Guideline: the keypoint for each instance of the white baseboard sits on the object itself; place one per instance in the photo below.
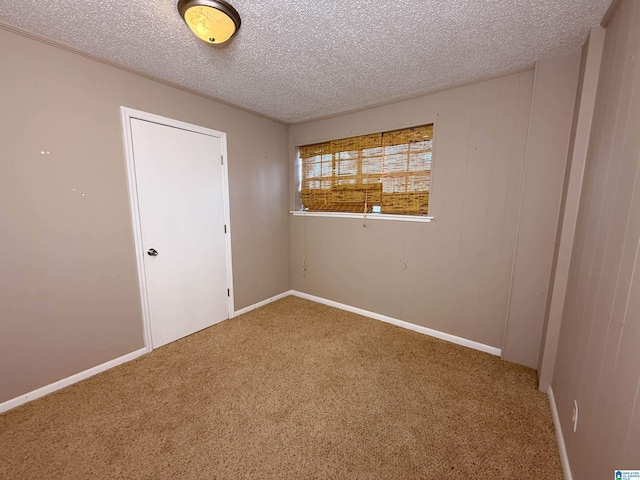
(262, 303)
(401, 323)
(564, 458)
(41, 392)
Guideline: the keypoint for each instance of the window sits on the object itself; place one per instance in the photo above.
(386, 172)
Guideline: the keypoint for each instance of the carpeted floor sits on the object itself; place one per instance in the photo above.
(293, 390)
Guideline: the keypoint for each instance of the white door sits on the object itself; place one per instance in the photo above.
(179, 180)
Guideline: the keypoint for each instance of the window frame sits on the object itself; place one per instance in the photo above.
(410, 217)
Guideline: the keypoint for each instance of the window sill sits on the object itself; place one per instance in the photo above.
(369, 216)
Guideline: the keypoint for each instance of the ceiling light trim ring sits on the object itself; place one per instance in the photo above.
(220, 5)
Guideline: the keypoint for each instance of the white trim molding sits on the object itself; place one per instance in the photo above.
(401, 323)
(262, 303)
(564, 457)
(65, 382)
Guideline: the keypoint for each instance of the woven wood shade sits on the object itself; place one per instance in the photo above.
(390, 170)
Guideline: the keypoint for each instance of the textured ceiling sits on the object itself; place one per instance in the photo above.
(296, 60)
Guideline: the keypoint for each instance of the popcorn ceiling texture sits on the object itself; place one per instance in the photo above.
(297, 60)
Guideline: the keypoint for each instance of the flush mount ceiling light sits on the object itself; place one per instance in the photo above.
(212, 21)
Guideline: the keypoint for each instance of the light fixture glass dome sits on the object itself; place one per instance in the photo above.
(212, 21)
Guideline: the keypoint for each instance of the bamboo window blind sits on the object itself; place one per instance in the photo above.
(386, 172)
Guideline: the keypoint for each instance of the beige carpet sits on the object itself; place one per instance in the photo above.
(293, 390)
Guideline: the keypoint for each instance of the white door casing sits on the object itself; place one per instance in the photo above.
(179, 200)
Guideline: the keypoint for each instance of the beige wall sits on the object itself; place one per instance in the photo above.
(582, 120)
(69, 291)
(458, 267)
(598, 359)
(554, 94)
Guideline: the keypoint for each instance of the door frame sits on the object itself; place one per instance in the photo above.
(127, 114)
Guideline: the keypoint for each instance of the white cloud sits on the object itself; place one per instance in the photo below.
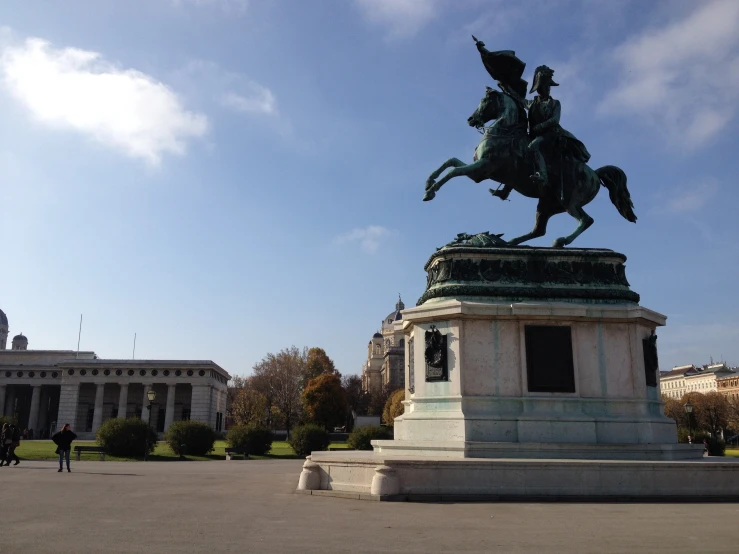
(369, 238)
(692, 198)
(403, 17)
(259, 100)
(229, 6)
(73, 89)
(683, 77)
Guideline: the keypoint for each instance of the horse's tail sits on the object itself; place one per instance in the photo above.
(614, 179)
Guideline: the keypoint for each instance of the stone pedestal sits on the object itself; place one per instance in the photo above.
(526, 367)
(545, 350)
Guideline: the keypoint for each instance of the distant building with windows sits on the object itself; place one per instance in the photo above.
(689, 378)
(386, 354)
(45, 389)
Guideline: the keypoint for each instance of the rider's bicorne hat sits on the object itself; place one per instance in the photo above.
(543, 74)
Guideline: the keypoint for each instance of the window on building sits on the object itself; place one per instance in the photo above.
(88, 419)
(160, 421)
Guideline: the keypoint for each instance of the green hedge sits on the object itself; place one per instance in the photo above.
(308, 438)
(126, 438)
(255, 438)
(8, 420)
(191, 437)
(361, 439)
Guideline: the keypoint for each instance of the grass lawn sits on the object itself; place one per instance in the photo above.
(44, 450)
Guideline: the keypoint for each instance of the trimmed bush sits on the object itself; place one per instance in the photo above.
(6, 419)
(255, 438)
(360, 439)
(308, 438)
(393, 407)
(126, 438)
(190, 437)
(716, 447)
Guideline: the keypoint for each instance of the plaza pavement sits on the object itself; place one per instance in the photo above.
(249, 506)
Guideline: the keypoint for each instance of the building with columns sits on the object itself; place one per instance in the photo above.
(386, 354)
(44, 389)
(690, 378)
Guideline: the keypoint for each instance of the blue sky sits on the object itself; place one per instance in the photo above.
(226, 178)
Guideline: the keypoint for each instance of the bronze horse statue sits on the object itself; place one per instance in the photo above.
(501, 156)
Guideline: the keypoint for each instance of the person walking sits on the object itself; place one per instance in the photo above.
(63, 439)
(14, 433)
(5, 440)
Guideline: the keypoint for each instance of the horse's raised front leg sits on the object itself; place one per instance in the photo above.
(584, 221)
(451, 162)
(544, 210)
(460, 169)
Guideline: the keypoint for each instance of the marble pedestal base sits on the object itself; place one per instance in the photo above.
(372, 476)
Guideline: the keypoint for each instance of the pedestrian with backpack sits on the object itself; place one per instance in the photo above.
(63, 440)
(14, 433)
(5, 440)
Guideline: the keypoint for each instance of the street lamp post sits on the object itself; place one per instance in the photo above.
(689, 410)
(151, 395)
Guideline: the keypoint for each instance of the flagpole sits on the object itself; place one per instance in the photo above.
(79, 336)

──────

- **What you should do**
Can you give the material above as a CSV with two columns, guideline and keypoints, where each row pairs one guideline's full text with all the coordinates listed under it? Put each value in a single quoted field with line breaks turned into spaces, and leave the pictures out.

- **Output**
guideline,keypoints
"Guideline: the keypoint for each instance of the white baseboard sits on the object itself; place one per instance in the photo below.","(262, 303) (401, 323) (564, 458) (41, 392)"
"Guideline: the keypoint for each instance of the window sits on the object itself; place one per instance in the photo above.","(386, 172)"
"Guideline: the keypoint for each instance of the carpeted floor sits on the object itself; place one per instance in the photo above.","(293, 390)"
"Guideline: the keypoint for each instance of the white door sits on the object itself; place one per instance in the photo above.","(179, 180)"
"Guideline: the keypoint for each instance of the window frame sits on the object itself; place one per instance in the photo above.","(410, 217)"
"Guideline: the keypoint for each instance of the window sill sits on the object itself; place one per instance in the photo above.","(369, 216)"
"Guideline: the keypoint for each instance of the ceiling light trim ring sits on the object itself; place one per instance in the photo above.","(220, 5)"
"Guideline: the keypoint for each instance of the white trim molding sits on the object itself; place one per instance in the photo above.","(401, 323) (262, 303) (564, 457) (65, 382)"
"Guideline: the keypoint for each instance of the woven wood shade sits on the object itself; place one per instance in the photo above.","(390, 170)"
"Guideline: the keypoint for each instance of the textured ceiling sits on the object itself; place one per instance in the photo above.","(296, 60)"
"Guideline: the keypoint for each instance of the popcorn ceiling texture sits on the object itself; place one per instance in the photo above.","(297, 60)"
"Guideline: the keypoint for each instance of the flush mount ceiling light sits on the object itself; place one per instance in the photo above.","(212, 21)"
"Guideline: the keypoint for each instance of the light fixture glass dome sits on the object itself; place one per instance in the photo above.","(212, 21)"
"Guideline: the keypoint for each instance of the bamboo window blind sits on the object itself; place one per instance in the photo above.","(386, 172)"
"Guideline: the keypoint for each instance of the beige carpet sits on the object itself; place one per instance in the photo above.","(293, 390)"
"Guideline: the keypoint for each instance of the white door casing sits on the object itself; place one per instance in the photo above.","(179, 200)"
"Guideline: the keypoint for each instance of the beige wall sits on the object itself; place one per instance in the photo above.","(582, 120) (69, 291) (458, 267) (598, 359) (554, 94)"
"Guideline: the keypoint for each instance of the door frame sits on the object itself; place one per instance in the photo above.","(127, 114)"
"Guideline: the keypoint for each instance of the white cloud sits on the object itself; place one per instance in the photo below.","(369, 238) (692, 198) (403, 17) (259, 100) (229, 6) (73, 89) (683, 77)"
"Guideline: the keypoint for each instance of the horse's tail sits on the object itself; place one per instance in the photo above.","(614, 179)"
"Guideline: the keypoint for each instance of the stone pedestal sits on the object itself; place one per instance in the photo above.","(526, 367) (545, 350)"
"Guideline: the keypoint for each instance of the distant building with windows sits on the object itself; place one per instance in the photo above.","(689, 378) (386, 354) (45, 389)"
"Guideline: the keypoint for each instance of the rider's bicorne hat sits on the object itself; place one per instance in the photo above.","(543, 74)"
"Guideline: the keypoint for each instance of the window on building sits on the object itself; place one per instance in the photo above.","(88, 419) (160, 421)"
"Guideline: the keypoint for each instance of the green hedge sits on the object itself; place one per instance in the photo above.","(308, 438) (126, 438) (255, 438) (8, 420) (191, 437) (361, 439)"
"Guideline: the keypoint for each instance of the grass lawn sits on the object itself; place one per instance in the photo above.","(44, 450)"
"Guideline: the keypoint for each instance of the trimmed bush sits on the object itself; place one per instance in the photo above.","(6, 419) (255, 438) (360, 439) (308, 438) (393, 407) (126, 438) (190, 437) (716, 447)"
"Guideline: the keypoint for each instance of the plaza pavement sits on the object itself; place one per instance in the photo above.","(249, 506)"
"Guideline: the keypoint for each instance of the building with columns sits on the object itself; place one per instance in the photo above.","(386, 354) (44, 389) (690, 378)"
"Guideline: the keypoint for each instance of the blue sky sits on the object itself; place one per instance in the photo above.","(226, 178)"
"Guideline: the keypoint for each instance of the bronze horse statue sits on the object itself; place one per instance in the photo above.","(501, 156)"
"Guideline: the keypoint for each instance of the person walking sits on the object itself; place one per instance in the photo above.","(63, 439) (14, 433) (5, 440)"
"Guideline: the keypoint for each instance of the horse's raised front leg sits on the object itself; place one per instance in the photo above.","(584, 221) (451, 162) (544, 210) (460, 169)"
"Guideline: the keypoint for each instance of the marble pedestal base sits on the object itself; place one per instance in the photo above.","(372, 476)"
"Guideline: the keypoint for each instance of the pedestrian with backpack sits on the object itself; place one per instance in the photo above.","(63, 440) (14, 433) (5, 440)"
"Guideline: the keypoint for each instance of the street lamp post sits on the object itself; place one per instance in the photo above.","(689, 410) (151, 395)"
"Guideline: the keypoint for each instance of the flagpole sits on the object itself; place one per instance in the photo above.","(79, 336)"